### INSTRUKSI SINGKAT 1
Dalam kutipan tentang function point dan pemilihan SDLC, berapa rentang nilai influence multiplier yang digunakan untuk mengalikan total function point?
### INSTRUKSI SINGKAT 2
Teruskan kutipan tentang function point dan pemilihan SDLC, dimulai sesudah kalimat terakhirnya.
***** KUTIPAN
Setelah semua function point dihitung jumlahnya dan dimasukan kedalam tabel diatas, lalu dikalikan dengan faktor tersebut, hasil perkaliannya dijumlahkan semuanya maka akan mendapatkan angka total function point. Angka total tersebut dikalikan dengan influence multiplier antara 0,65 – 1,35. Function point multiplier ini ditentukan berdasarkan faktor faktor yang mempengaruhi dalam pengembangan software tersebut seperti data communication, penggunaan technologi baru, tim yang relatif masih belum pengalaman dalam mengerjakan proyek yang akan dikerjakan.
Hasil perkalian antara total function point dengan influence multiplier akan mendapatkan nilai function point. Agar didapat jumlah hari, maka kita gunakan data data yang ada selama mengerjakan proyek berapa lama rata-rata untuk mengerjakan 100 function point.

Pemilihan SDLC yang tepat
Sering sekali kita menjumpai perusahaan memanggil pengembang software untuk membuatkan suatu aplikasi, dan kebutuhan yang diinginkan tidak dapat dijelaskan dengan baik. Karena mungkin maunya banyak atau mungkin tidak tahu persis sistem yang dikehendaki, tahunya adalah ingin komputerisasi sehingga memudahkan pekerjaannya.
Bila kebutuhan user sulit ditangkap maka sebaiknya digunakan evolutionary prototyping, atau anjurkan saja menggunakan paket software yang sudah ada. Karena dengan menggunakan paket software yang ada paling tidak mereka akan dapat mempelajari, dan bila cocok dapat menggunakan paket software yang sudah jadi.
Dengan evolutionary prototyping pihak pengembang akan banyak pekerjaan diawal karena pada saat selesai survey kebutuhan, dibuatlah protype software yang akan dibuat, kemudian dari prototype tersebut dikembangkan disesuaikan dengan kebutuhan user. Setelah sesuai dengan kebutuhannya barulah dikerjakan programmnya. Cara ini akan menghemat banyak waktu di dalam coding, karena bila coding sudah selesai, sedikit perubahan yang dilakukan akan berakibat pada modul-modul yang lainnya. Sehingga akan memakan banyak waktu untuk mengerjakan ulang.
**********
***** BARIS TERSEDIA
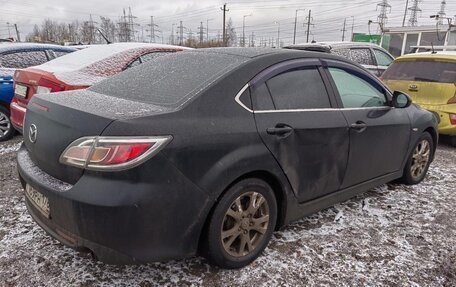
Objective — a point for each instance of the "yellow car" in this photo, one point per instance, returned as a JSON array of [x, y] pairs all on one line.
[[430, 80]]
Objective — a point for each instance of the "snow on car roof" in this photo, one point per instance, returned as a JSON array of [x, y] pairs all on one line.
[[94, 64], [86, 57], [11, 47]]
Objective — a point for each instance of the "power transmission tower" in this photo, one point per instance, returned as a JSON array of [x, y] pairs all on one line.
[[201, 33], [17, 33], [441, 13], [413, 21], [181, 34], [405, 13], [92, 29], [382, 17], [309, 23], [224, 23], [127, 27], [344, 30], [152, 30]]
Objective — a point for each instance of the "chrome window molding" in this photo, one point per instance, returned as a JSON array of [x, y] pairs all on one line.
[[238, 96]]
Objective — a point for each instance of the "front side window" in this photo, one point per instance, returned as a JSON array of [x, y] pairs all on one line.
[[21, 60], [298, 89], [383, 59], [356, 92]]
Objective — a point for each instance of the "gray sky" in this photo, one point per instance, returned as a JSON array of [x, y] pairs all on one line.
[[328, 16]]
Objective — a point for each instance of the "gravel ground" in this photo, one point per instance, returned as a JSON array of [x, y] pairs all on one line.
[[393, 235]]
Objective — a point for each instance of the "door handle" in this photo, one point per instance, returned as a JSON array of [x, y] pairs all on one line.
[[280, 130], [359, 126]]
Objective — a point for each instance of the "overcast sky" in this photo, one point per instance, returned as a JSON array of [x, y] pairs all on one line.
[[328, 16]]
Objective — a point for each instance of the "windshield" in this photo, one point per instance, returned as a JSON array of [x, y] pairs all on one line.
[[83, 58], [169, 80], [422, 70]]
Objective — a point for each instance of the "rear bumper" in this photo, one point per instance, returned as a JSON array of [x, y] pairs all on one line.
[[121, 222], [17, 116]]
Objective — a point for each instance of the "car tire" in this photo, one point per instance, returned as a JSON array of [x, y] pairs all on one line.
[[241, 224], [6, 128], [419, 160]]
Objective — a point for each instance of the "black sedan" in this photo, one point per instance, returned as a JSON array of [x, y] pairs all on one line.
[[208, 152]]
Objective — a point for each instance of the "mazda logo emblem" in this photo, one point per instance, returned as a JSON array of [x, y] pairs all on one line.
[[33, 133]]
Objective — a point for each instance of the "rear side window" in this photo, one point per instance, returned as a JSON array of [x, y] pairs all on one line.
[[298, 89], [382, 58], [422, 70], [361, 56], [356, 92], [21, 60]]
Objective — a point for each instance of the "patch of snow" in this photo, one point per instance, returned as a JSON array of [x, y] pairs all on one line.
[[9, 148]]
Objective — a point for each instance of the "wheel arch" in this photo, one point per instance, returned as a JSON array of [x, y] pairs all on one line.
[[280, 191]]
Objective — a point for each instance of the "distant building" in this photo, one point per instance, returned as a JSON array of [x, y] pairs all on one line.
[[399, 40]]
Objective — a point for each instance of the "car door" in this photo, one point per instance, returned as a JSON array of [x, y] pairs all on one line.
[[379, 133], [383, 61], [364, 57], [296, 120]]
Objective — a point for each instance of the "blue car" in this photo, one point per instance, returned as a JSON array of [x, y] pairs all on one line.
[[19, 56]]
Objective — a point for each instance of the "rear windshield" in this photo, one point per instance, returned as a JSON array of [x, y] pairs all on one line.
[[169, 80], [422, 70]]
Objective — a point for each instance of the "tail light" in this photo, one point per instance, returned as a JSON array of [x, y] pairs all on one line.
[[453, 119], [112, 153]]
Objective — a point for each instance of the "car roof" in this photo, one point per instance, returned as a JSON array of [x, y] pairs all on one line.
[[335, 44], [251, 53], [442, 55], [12, 47]]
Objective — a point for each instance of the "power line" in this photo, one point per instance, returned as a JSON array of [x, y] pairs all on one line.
[[441, 13], [383, 17], [413, 21]]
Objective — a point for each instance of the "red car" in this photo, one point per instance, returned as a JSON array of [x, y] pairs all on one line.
[[79, 70]]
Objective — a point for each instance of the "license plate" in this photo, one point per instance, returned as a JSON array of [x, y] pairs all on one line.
[[40, 201], [21, 91]]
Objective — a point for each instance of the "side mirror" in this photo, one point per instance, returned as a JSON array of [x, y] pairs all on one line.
[[401, 100]]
**********
### JAWABAN 1
Antara 0,65 – 1,35.

### JAWABAN 2
Bila dateline menjadi suatu hal yang sangat penting, maka SDLC design-to-schedule lebih tepat. Dalam menggunakan SDLC ini, salah satu syaratnya adalah kebutuhan user harus jelas benar. Kemudian ditentukan mana fungsi-fungsi yang harus dikerjakan terlebih dahulu, kemudian fungsi tersebut diurutkan berdasarkan prioritas. Sehingga bila pada saat dateline sudah tercapai maka fungsi-fungsi yang paling penting sudah diselesaikan, hanya fungsi-fungsi tambahan yang belum diselesaikan.
Dan masih banyak lagi SDLC dan bahkan kita dapat mengembangkan sendiri SDLC yang sesuai dengan pengembangan yang ditempat kita masing-masing.

Faktor-faktor penghambat lainnya
Sering sekali kita ditawarkan oleh tool pengembangan software yang dapat mempercepat waktu pengembangan, tetapi kita lupa bahwa dalam menggunakan tool baru, tim pengembang harus mempelajarinya terlebih dahulu. Pergantian tool baru ditengah proyek akan menghambat jadual pembuatan software.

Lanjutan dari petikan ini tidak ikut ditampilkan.